→ **Bloco de texto**:
Paramentos negros! A bem da verdade, a estola somente sobre a alva — na função litúrgica de hoje, não propriamente sacramental, o padre não enverga a grande casula negra das missas de Réquiem — é até bastante discreta. Mas não perde em eloquência. A prostração diante do altar vazio com a qual se inicia o rito de hoje é bem expressiva daquele abandono ao qual fiz referência ontem, no fim da Missa in coena Domini: parece que deu tudo errado, parece que acabamos de perder algo que já nos havíamos acostumados a ter sempre conosco, parece que os nossos pecados desta vez foram demais e, por conta deles, a desolação fez-se presente no lugar santo — e o templo, vazio, censura-nos a impiedade.

Mas é durante as Grandes Orações que o negro dos paramentos se faz mais vívido. O padre voltado para o altar, diante de nós, com o pluvial preto, a grande capa escondendo-lhe praticamente todo o brancor da alva. Agora, sim, o luto da cerimônia se faz mais presente, mais pesado, quase como se lhe pudéssemos tocar. Dirigimos as nossas súplicas Àquele que crucificamos: pedimos pelo Papa, pela Igreja, pelos sacerdotes, por nós próprios. E num arroubo missionário que brota do lado do Crucificado, é como se as graças alcançadas no Calvário não se contentassem com a Igreja apenas. O Sangue vertido na Cruz do Gólgota pede mais — e o sacerdote de negro clama ao Deus Altíssimo sucessivamente pelos hereges e cismáticos, pelos judeus, pelos pagãos. É de Cristo que nasce a Igreja, mas é também da Cruz que Ela se expande para abarcar aqueles que, antes, a Ela não pertenciam: e a cada vez que nós celebramos a Sexta-Feira da Paixão, nós nos lembramos disso e, solenemente, enlutados, pedimos ao Deus elevado no madeiro da Cruz que Se digne atrair a Si o mundo inteiro.

→ **Material fornecido**:
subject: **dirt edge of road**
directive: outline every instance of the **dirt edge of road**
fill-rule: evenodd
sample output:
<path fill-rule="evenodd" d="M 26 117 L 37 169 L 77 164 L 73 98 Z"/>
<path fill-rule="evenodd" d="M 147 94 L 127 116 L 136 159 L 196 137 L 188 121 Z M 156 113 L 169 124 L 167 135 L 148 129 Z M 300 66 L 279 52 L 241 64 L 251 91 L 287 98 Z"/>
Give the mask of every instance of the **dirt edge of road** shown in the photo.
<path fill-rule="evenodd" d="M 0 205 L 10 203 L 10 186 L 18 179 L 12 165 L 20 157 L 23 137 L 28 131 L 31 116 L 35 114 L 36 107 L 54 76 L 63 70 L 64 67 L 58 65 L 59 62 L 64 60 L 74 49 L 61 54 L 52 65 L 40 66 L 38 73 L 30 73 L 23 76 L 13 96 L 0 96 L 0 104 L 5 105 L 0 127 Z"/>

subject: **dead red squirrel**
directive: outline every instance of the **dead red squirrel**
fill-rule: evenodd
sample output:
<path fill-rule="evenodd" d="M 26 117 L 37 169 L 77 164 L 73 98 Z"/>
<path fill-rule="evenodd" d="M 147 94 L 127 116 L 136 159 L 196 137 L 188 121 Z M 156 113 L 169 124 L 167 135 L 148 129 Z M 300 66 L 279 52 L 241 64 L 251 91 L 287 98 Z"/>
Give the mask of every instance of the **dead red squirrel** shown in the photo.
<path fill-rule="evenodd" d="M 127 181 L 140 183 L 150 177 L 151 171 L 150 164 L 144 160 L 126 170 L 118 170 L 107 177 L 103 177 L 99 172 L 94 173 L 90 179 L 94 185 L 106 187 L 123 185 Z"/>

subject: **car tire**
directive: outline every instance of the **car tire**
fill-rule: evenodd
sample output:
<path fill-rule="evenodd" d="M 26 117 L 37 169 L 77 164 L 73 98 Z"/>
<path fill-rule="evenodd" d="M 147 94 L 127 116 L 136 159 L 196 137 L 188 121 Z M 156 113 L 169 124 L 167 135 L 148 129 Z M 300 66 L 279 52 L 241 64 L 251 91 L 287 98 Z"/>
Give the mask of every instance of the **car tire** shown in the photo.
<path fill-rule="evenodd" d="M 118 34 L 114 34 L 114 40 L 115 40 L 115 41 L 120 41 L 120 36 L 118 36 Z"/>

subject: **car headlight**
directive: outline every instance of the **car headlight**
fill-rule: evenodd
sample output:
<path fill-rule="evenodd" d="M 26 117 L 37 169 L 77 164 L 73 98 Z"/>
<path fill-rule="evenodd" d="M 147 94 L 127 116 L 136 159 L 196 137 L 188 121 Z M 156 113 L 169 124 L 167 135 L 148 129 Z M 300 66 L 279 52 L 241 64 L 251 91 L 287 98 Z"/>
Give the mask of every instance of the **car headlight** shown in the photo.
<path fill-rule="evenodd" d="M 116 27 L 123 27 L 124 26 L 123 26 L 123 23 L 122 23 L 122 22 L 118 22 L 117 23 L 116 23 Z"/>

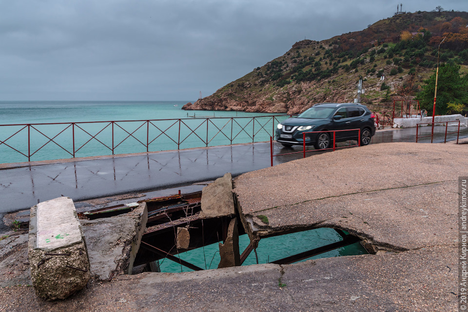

→ **Tarefa proposta**: Por favor, prossiga o texto sobre a liturgia da Sexta-Feira da Paixão a partir da última frase dele.

→ **Em resposta**:
Sem dúvidas o luto é bem apropriado ao dia de hoje. E se trata de uma dupla tristeza: há a falta que nos faz o Cristo, sem dúvidas, que até ontem estava conosco e hoje nos foi retirado; há a dor da Crucificação, evidentemente — ó vós que passais pelo caminho, olhai e vede se há dor como a minha!, como nos interpela a Pietà. Mas há uma dor ainda maior e mais pungente, uma dor que enlouquece e desespera: há a dor da culpa, e é essa que não suportamos, é essa que somos constantemente tentados a afastar de nossa frente — e é exatamente por isso que devemos sempre acompanhar piedosamente o Tríduo Santo, ano após ano, para ver se daqui para o dia da nossa morte, com a graça de Deus, conseguimos nos emendar.

Tudo isso que estes dias estamos vivenciando, tudo, tudo, o Getsêmani e a traição, a prisão e os julgamentos injustos, a flagelação e as bofetadas, a coroa de espinho e as cusparadas, o caminho do Calvário, as quedas, a transfixação dos pés e dos pulsos, a sede, o vinagre, a asfixia da Cruz, tudo é por culpa nossa, tudo é por culpa minha. E não se trata aqui da culpa difusa que estamos acostumados a dividir com os nossos contemporâneos, por exemplo, a culpa de uma equipe pelo fracasso de um projeto. No geral, um determinado conjunto de pessoas é capaz ainda de alcançar o objetivo a que se propõe mesmo que um de seus membros falte com os seus deveres, e a falha de um só não é de ordinário capaz de frustrar os esforços de todos. Quando fracassa uma empresa de muitos, não é geralmente por conta de um apenas: o malogro de um projeto comum ocorre devido aos erros de vários, e isso de certo dilui a culpa de cada um dos corresponsáveis pela empreitada.

Na Paixão de Cristo, no entanto, não é assim. A Redenção é da humanidade inteira, é verdade, mas ela se aplica toda a cada pecador. Dito de outro modo, não foi um grande conjunto de pecados que fez Cristo sofrer e morrer — um grande conjunto para o qual a minha contribuição é bem modesta e, portanto, bem pequena a minha responsabilidade. Não; Cristo sofreu tudo por cada pecado, e isso de tal modo é verdadeiro que, se fosse eu o único ser humano a pecar na face da terra, a Paixão seria a mesma, e os mesmos seriam os gritos de dor, as mesmas as lágrimas que atravessam os séculos, o mesmo o Sangue que tinge de rubro o madeiro da Cruz. Não foi por uma imensidão genérica de pecados que Cristo morreu, mas pelos meus! Vistas as coisas assim, é até bem pouco o luto que hoje nós manifestamos: nem mesmo no silêncio litúrgico é possível ouvir os gemidos que nos deveriam aflorar do fundo do peito, e a pequena dor que sentimos ao acompanhar a procissão do Senhor Morto é somente um pálido reflexo da compunção que nos deveria vergar o corpo por terra.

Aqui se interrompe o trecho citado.